Rewrite the material from the line containing "the metal bar" through the end of the material, replacing "white shirt" with "gray shirt" and keeping everything else the same. Leave the pictures out of your answer.

##########

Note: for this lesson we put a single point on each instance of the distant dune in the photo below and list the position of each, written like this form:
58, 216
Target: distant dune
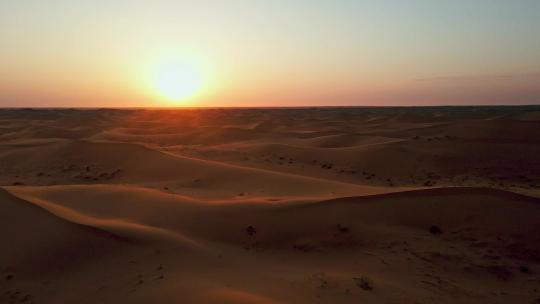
337, 205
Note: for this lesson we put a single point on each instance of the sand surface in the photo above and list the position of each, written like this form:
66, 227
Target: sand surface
318, 205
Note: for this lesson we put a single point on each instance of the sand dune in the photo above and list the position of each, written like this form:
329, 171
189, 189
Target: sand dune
329, 243
360, 205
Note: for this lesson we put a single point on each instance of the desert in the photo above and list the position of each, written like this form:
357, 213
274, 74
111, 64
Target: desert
270, 205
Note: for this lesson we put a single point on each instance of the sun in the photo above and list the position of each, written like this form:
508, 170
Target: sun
176, 80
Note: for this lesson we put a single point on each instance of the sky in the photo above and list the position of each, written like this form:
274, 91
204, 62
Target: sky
66, 53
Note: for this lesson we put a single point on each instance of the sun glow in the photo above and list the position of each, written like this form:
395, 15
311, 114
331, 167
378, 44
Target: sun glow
177, 81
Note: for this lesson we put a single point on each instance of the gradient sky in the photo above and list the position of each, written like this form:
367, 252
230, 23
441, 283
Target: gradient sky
271, 53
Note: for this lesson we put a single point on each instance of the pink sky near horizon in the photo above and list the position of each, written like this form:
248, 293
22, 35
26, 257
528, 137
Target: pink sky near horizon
60, 53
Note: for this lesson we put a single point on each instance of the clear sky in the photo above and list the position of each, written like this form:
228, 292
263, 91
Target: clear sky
268, 53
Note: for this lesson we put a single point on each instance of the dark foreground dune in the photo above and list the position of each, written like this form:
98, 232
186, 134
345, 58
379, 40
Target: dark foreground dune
336, 205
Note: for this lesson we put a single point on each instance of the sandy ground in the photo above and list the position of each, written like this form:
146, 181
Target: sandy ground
319, 205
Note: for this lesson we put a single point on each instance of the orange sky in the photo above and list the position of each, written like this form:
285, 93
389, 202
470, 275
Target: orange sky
278, 53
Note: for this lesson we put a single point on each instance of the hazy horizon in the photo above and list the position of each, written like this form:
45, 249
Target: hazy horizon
138, 54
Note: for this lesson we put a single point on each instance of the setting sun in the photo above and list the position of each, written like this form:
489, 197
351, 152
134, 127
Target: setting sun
177, 81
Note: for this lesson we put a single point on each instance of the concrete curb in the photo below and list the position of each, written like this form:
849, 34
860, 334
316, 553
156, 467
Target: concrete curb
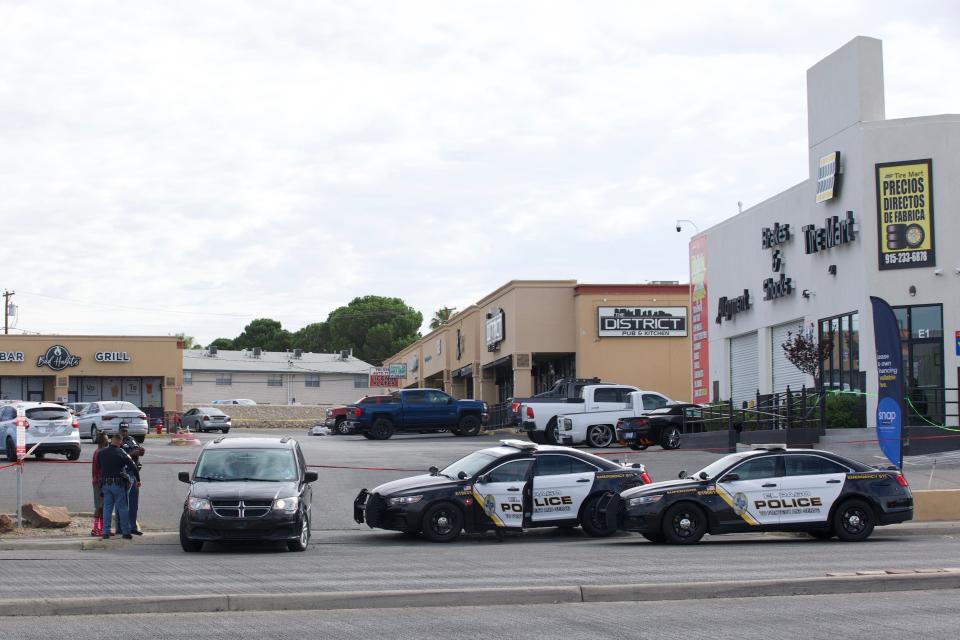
829, 585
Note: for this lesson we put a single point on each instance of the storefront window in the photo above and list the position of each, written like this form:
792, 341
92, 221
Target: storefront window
842, 368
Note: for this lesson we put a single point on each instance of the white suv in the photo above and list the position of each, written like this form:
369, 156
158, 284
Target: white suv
49, 426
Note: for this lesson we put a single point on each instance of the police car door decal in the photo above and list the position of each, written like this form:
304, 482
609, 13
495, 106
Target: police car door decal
560, 485
501, 497
755, 495
811, 484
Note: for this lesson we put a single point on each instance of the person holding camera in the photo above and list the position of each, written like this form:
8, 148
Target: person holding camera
117, 472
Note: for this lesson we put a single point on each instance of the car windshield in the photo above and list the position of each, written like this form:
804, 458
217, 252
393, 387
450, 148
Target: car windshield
469, 465
714, 469
119, 406
265, 465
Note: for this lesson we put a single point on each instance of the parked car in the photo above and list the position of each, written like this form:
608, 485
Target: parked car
539, 420
417, 410
245, 489
105, 416
598, 428
205, 419
663, 426
49, 427
514, 486
76, 407
768, 489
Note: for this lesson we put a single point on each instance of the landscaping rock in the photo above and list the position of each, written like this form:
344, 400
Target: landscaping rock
46, 517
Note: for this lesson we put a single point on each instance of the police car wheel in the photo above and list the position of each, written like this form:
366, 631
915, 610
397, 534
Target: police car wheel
591, 520
853, 521
670, 438
442, 522
600, 436
684, 523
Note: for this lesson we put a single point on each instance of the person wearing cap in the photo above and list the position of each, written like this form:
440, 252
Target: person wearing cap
116, 469
134, 450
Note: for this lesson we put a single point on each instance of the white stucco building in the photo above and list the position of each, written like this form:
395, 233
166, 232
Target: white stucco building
889, 220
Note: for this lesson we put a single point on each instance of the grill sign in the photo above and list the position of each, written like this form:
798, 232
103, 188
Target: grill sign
642, 322
58, 358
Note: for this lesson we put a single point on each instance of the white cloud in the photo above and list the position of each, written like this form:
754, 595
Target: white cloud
234, 158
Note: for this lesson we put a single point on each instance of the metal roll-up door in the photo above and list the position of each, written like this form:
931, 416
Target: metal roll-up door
744, 368
784, 373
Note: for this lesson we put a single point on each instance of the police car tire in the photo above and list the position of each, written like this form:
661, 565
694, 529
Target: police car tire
552, 434
600, 436
674, 533
590, 524
381, 429
854, 521
667, 438
435, 530
469, 426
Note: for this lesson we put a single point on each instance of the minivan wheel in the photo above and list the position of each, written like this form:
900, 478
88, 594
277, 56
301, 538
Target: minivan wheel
301, 543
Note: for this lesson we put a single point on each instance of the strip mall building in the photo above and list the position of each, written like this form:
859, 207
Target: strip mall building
144, 370
876, 217
522, 337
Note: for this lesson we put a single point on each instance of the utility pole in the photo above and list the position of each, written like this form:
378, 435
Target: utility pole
6, 310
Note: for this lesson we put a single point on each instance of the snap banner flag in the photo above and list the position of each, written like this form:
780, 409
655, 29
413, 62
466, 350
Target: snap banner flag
890, 389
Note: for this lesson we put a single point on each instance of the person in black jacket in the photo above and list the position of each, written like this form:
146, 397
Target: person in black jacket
134, 450
117, 473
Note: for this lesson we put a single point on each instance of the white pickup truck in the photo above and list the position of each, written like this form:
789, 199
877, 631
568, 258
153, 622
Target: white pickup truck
539, 420
598, 428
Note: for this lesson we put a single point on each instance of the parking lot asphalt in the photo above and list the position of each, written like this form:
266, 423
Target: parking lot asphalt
346, 464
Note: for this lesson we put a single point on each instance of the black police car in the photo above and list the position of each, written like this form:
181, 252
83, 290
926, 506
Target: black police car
248, 489
768, 489
511, 487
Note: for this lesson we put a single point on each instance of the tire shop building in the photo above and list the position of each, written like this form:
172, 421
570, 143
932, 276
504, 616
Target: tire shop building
144, 370
876, 217
521, 338
273, 377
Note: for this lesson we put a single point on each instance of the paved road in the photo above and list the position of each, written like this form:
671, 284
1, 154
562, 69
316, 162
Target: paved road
56, 483
881, 616
371, 560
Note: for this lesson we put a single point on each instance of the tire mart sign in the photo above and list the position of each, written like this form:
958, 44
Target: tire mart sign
641, 322
905, 215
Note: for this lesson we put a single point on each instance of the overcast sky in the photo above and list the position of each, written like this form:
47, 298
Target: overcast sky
190, 166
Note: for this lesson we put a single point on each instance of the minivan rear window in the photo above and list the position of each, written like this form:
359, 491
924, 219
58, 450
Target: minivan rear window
48, 413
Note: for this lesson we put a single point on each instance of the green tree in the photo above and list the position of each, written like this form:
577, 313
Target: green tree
265, 333
440, 316
313, 338
222, 343
375, 327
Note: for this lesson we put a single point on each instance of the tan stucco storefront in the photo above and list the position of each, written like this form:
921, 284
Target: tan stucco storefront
145, 370
528, 333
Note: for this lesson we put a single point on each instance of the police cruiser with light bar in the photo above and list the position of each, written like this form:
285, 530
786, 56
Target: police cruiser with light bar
768, 489
514, 486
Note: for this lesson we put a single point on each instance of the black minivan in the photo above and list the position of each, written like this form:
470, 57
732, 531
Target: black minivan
248, 489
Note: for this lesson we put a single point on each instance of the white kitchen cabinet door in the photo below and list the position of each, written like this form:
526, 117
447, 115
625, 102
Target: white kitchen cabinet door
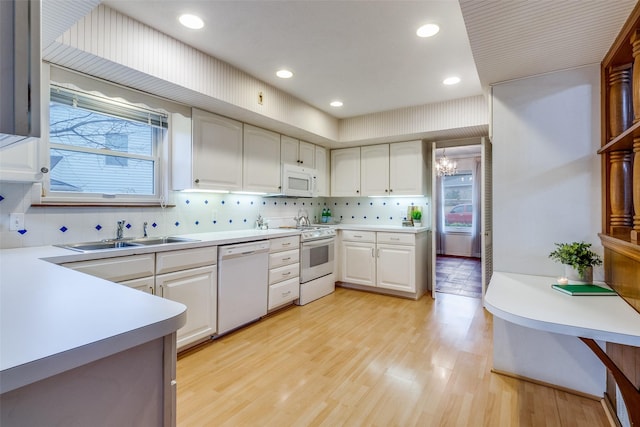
146, 284
322, 171
407, 171
374, 170
197, 289
345, 172
289, 150
261, 164
307, 154
217, 153
396, 267
359, 263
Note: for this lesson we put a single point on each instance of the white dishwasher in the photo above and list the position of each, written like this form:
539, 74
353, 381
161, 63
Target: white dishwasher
243, 284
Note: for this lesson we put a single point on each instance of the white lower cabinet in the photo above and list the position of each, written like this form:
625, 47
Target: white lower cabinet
197, 289
284, 271
381, 260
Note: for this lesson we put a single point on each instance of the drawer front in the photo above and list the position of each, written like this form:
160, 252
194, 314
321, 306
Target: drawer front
359, 236
184, 259
117, 269
279, 259
397, 238
283, 273
283, 293
285, 243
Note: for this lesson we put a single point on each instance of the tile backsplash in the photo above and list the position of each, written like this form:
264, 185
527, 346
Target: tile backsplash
193, 213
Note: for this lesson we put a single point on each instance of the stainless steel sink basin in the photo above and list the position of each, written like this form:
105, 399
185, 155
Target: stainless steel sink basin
121, 244
147, 241
98, 246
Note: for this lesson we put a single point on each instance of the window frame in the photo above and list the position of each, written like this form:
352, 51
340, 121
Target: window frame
159, 156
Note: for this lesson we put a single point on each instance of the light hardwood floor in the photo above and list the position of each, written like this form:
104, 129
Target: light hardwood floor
360, 359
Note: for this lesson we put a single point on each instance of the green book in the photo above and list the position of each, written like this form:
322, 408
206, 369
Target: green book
583, 289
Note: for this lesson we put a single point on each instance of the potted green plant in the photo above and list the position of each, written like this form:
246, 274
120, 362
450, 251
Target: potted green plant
578, 256
416, 216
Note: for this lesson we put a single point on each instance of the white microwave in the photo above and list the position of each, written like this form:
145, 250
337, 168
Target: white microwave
298, 181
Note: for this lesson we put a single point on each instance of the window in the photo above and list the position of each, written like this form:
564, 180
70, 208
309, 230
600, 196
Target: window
100, 147
458, 201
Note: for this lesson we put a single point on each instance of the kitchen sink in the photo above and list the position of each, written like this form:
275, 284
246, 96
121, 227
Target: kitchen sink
147, 241
122, 244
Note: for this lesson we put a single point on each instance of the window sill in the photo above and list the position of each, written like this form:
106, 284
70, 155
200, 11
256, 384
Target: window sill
100, 205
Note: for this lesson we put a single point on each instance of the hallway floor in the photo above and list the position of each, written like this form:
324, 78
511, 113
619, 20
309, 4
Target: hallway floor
459, 276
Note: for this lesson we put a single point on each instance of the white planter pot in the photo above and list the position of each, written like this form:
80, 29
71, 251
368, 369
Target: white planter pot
573, 276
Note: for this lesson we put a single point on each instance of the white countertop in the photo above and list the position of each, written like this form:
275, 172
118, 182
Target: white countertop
531, 302
53, 319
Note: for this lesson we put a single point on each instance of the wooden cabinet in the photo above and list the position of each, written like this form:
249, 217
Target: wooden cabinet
189, 276
407, 169
345, 172
197, 289
213, 158
284, 271
396, 261
396, 169
261, 162
374, 170
297, 152
322, 171
385, 261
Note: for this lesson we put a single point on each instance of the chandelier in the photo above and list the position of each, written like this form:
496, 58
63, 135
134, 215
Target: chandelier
445, 166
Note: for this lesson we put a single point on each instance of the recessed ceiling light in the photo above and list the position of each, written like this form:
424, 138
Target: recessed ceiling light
284, 74
428, 30
191, 21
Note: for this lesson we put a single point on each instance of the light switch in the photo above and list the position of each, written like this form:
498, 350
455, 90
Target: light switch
16, 221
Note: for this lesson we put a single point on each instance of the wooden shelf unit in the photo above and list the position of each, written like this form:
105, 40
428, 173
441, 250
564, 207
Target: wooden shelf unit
620, 151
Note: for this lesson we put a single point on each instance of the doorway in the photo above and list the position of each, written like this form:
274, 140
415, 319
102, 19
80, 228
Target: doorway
457, 203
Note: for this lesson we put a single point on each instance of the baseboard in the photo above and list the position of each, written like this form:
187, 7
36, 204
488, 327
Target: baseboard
546, 384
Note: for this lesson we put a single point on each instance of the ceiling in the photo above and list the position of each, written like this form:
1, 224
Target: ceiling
366, 53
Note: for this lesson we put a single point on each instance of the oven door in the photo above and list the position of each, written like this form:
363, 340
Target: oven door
316, 259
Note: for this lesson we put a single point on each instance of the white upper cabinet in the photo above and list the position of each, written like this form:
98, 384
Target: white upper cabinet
297, 152
345, 172
261, 167
210, 156
374, 170
407, 171
322, 171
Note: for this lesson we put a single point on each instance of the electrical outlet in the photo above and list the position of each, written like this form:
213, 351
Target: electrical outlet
16, 221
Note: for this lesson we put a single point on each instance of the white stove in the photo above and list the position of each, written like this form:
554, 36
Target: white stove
316, 232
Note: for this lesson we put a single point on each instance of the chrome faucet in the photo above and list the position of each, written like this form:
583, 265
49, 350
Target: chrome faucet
120, 231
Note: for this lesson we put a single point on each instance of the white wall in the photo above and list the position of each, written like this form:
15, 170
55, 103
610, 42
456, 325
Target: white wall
546, 173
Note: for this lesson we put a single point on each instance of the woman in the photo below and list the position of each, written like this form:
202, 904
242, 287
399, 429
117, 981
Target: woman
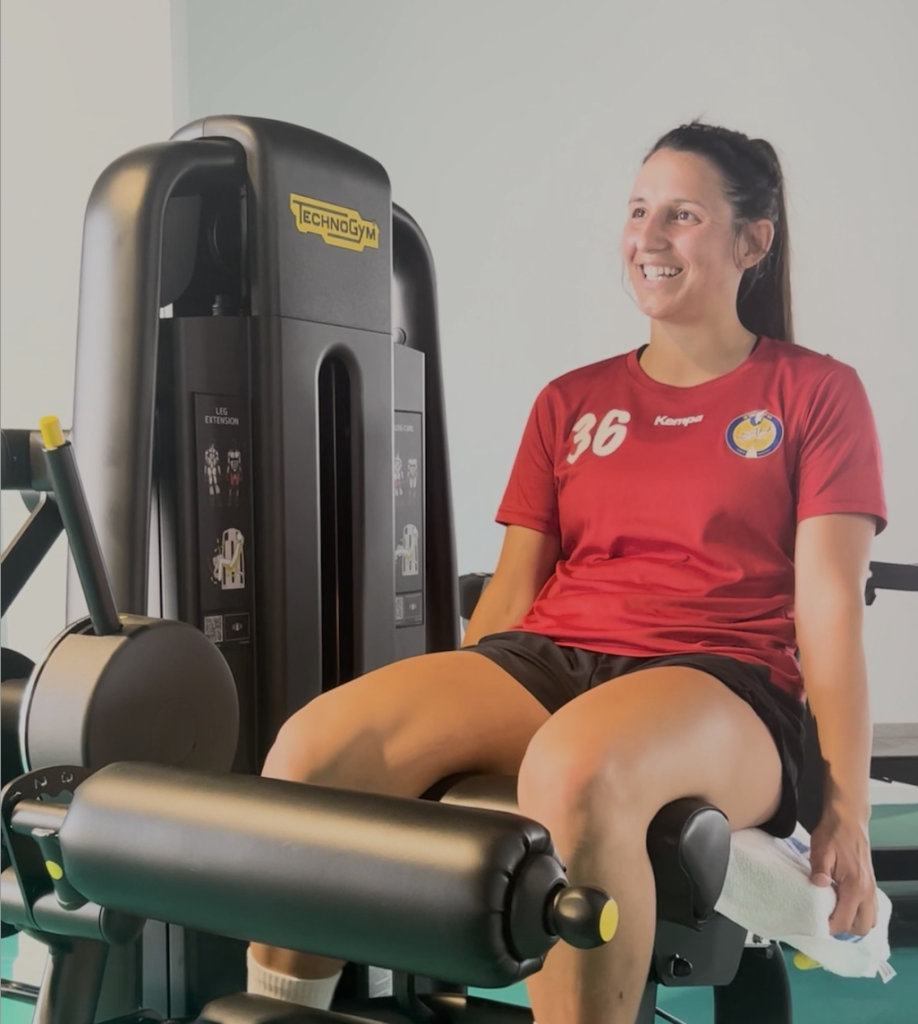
681, 520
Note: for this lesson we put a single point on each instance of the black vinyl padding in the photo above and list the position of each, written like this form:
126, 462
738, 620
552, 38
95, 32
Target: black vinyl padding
687, 843
405, 884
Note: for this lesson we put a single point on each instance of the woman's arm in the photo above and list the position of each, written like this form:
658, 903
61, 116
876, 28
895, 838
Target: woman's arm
527, 560
832, 563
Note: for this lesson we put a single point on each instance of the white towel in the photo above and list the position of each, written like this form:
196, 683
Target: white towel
767, 891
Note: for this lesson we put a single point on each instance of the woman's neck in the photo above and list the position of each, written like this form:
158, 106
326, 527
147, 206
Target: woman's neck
684, 356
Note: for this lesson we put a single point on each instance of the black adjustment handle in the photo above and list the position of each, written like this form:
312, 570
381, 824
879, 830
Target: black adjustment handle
80, 530
583, 916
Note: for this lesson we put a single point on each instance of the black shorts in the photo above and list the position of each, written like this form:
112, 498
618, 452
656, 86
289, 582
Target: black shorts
555, 675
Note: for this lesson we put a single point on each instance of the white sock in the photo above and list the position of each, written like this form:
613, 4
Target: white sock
314, 992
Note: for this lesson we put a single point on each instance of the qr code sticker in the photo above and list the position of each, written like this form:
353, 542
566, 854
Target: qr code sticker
213, 628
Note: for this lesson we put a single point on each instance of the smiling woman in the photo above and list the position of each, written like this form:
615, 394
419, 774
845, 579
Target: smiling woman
680, 519
706, 242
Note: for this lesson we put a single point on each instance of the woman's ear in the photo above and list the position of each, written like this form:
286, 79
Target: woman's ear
754, 243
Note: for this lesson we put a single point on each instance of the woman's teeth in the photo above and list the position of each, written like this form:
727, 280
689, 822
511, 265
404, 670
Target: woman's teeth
655, 272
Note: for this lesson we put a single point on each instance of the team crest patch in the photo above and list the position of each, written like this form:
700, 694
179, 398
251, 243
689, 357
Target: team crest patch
754, 435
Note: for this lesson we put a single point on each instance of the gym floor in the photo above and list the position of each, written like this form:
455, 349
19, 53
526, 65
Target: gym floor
819, 997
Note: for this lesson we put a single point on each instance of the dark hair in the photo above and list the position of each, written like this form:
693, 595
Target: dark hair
754, 185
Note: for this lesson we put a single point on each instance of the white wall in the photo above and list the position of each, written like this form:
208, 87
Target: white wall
80, 84
511, 131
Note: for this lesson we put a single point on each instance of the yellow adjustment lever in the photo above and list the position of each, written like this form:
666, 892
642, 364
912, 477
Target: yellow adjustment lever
51, 434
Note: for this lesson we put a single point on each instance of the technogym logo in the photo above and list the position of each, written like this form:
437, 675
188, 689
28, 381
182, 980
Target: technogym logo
336, 225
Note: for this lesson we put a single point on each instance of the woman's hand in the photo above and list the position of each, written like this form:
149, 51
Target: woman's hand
840, 854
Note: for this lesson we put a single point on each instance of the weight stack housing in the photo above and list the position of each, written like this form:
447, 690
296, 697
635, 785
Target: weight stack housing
259, 423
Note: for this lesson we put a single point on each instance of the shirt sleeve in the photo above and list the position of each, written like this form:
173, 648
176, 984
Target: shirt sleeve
840, 467
531, 497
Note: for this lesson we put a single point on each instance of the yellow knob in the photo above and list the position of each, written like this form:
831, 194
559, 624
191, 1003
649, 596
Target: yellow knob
51, 434
804, 963
609, 921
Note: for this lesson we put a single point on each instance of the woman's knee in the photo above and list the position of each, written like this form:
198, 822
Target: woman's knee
313, 740
574, 787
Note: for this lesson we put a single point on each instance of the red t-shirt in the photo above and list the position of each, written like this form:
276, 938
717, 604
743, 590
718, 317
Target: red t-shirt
676, 508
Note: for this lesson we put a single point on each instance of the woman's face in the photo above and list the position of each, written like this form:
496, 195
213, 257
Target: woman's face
679, 241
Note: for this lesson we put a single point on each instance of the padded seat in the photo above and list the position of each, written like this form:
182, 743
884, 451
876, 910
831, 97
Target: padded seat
689, 843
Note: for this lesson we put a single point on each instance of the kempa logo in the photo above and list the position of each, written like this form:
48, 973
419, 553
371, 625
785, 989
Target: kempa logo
336, 225
684, 421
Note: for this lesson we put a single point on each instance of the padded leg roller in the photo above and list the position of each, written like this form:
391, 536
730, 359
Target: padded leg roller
471, 896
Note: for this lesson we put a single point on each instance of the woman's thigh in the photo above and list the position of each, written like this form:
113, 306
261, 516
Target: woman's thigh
640, 741
404, 727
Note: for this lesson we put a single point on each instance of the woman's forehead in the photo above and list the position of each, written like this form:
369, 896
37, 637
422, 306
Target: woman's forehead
670, 174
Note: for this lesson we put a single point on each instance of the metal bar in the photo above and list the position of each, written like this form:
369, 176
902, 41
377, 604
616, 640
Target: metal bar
27, 550
18, 991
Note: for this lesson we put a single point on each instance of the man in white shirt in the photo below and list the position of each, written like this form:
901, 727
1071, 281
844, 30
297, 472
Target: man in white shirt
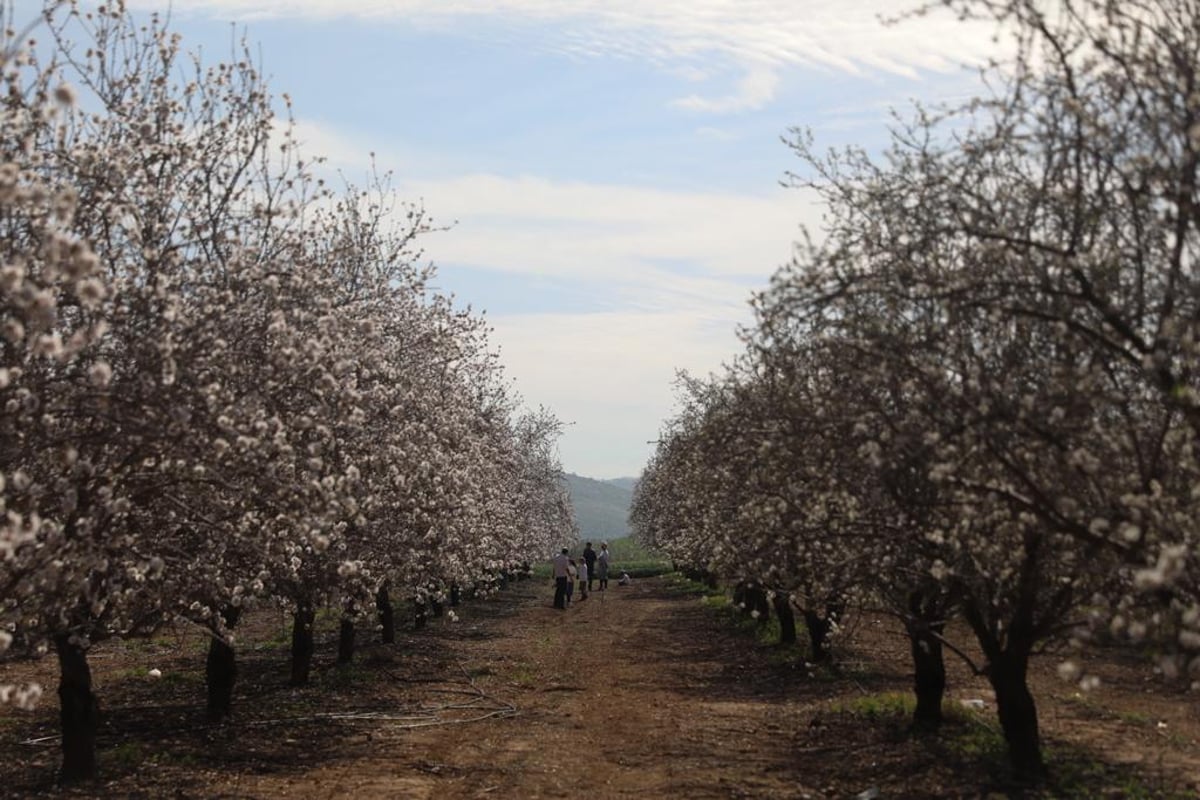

##########

#### Response to this exercise:
Note: for this lesson we put a single point on each instance of the metal bar in the photo above and list the position of each, written like this form:
369, 176
902, 41
377, 604
616, 640
Target: metal bar
27, 550
18, 991
Note: for this lesson we put a single point on each instance of the man in gray shirt in the photo below and list the position of each, written like this form:
901, 727
1071, 281
844, 30
297, 472
Target: man in gray shirt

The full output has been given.